Réécrivez sous forme de liste le paragraphe du récit qui commence par « L'alizé s'était en outre renforcé », en conservant ses faits principaux.

-- TEXTE DE LECTURE --
━━━━━━

Bien qu'assez encombré, le mouillage était d'un calme absolu malgré un alizé soutenu à plus de 20-25 nœuds, et c'est avec délices que nous dégustâmes nos langoustes dans le cockpit en admirant encore une fois un coucher de soleil magnifique; si le paradis existe, il doit ressembler à un endroit comme celui-ci!

Le lendemain matin, 10 janvier, nous quittâmes Mayreau pour nous rendre dans le lagon voisin des Tobago Cays.

TOBAGO CAYS

Il ne faut qu'un saut de puce de trois mille pour atteindre la perle des Antilles; les Tobago Cays sont constituées de cinq petits îlots entourés d'une multitude de massifs coralliens avec quelques rares passes pour atteindre le saint des saints, le mouillage de Baradal coincé entre les îlots Petit Bateau, Petit Rameau, Jamesby, Baradal et le grand reef Horse Shoe. Le respect des alignements et la surveillance du sondeur sont de rigueur pour ne pas échouer le bateau, certains passages ayant une profondeur inférieure à 3 mètres.

L'alizé s'était en outre renforcé pendant la nuit à 25 nœuds bien établis avec rafales à 30. Aussi avons-nous préféré nous amarrer à une bouée disponible plutôt que de mouiller l'ancre, ce qui est encore autorisé malgré le risque de détériorer les fonds sous-marins. Un gardien officiel du parc maritime que constitue ce lieu nous aborda pour nous remettre un dépliant nous informant des règles à suivre pour la préservation de ce site exceptionnel.

Comme dans tout lagon, l'eau nous renvoyait toutes les nuances de bleu turquoise fonction de la profondeur de l'eau et de l'état du ciel. Nous restâmes de longues minutes à contempler le spectacle que la nature nous offrait, avant de décider de mettre l'annexe à l'eau pour nous rendre sur la minuscule plage de Baradal et nous baigner avec masques et tubas parmi les tortues et autres poissons tropicaux. On a beau être prévenu et avoir vu de multiples reportages sur le sujet, ce sont vraiment des instants magiques et de pur bonheur que de côtoyer cette faune aquatique à côté de laquelle on peut nager sans qu'elle ne soit effrayée.

━━━━━━

-- DONNÉES --
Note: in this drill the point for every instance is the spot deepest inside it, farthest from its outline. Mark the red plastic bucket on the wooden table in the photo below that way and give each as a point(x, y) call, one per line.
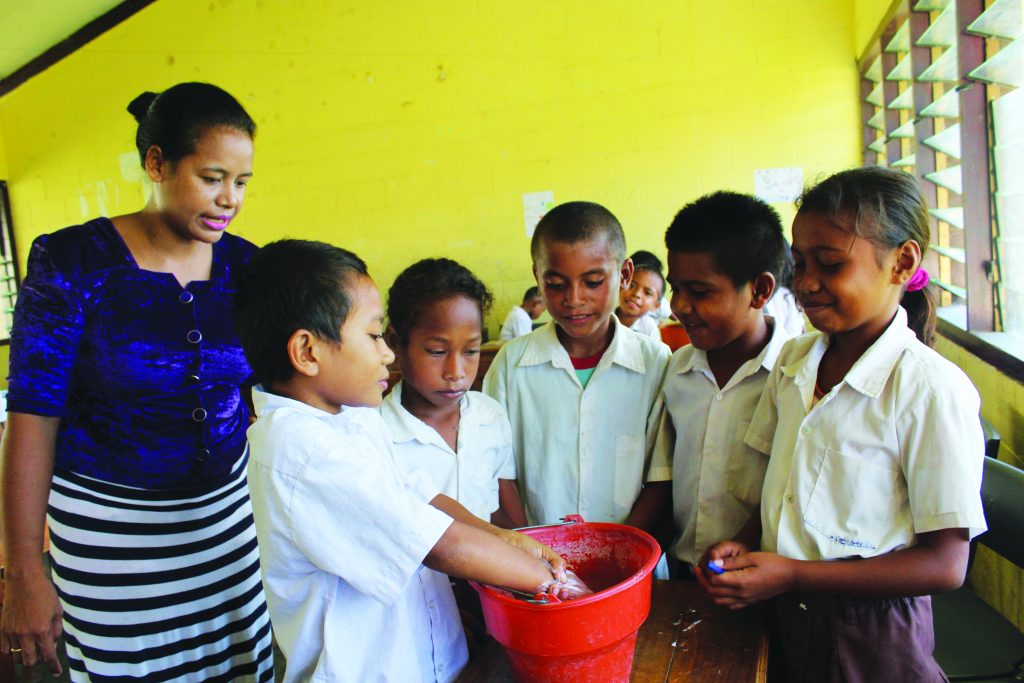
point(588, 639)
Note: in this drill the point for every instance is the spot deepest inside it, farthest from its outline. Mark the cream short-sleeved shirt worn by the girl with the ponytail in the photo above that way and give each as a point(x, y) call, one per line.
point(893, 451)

━━━━━━

-- RÉPONSE --
- Pendant la nuit, l'alizé s'est renforcé à 25 nœuds bien établis, avec des rafales à 30.
- Nous nous sommes donc amarrés à une bouée disponible plutôt que de mouiller l'ancre.
- Mouiller l'ancre reste autorisé, malgré le risque de détériorer les fonds sous-marins.
- Un gardien officiel du parc maritime nous a abordés pour nous remettre un dépliant sur les règles de préservation du site.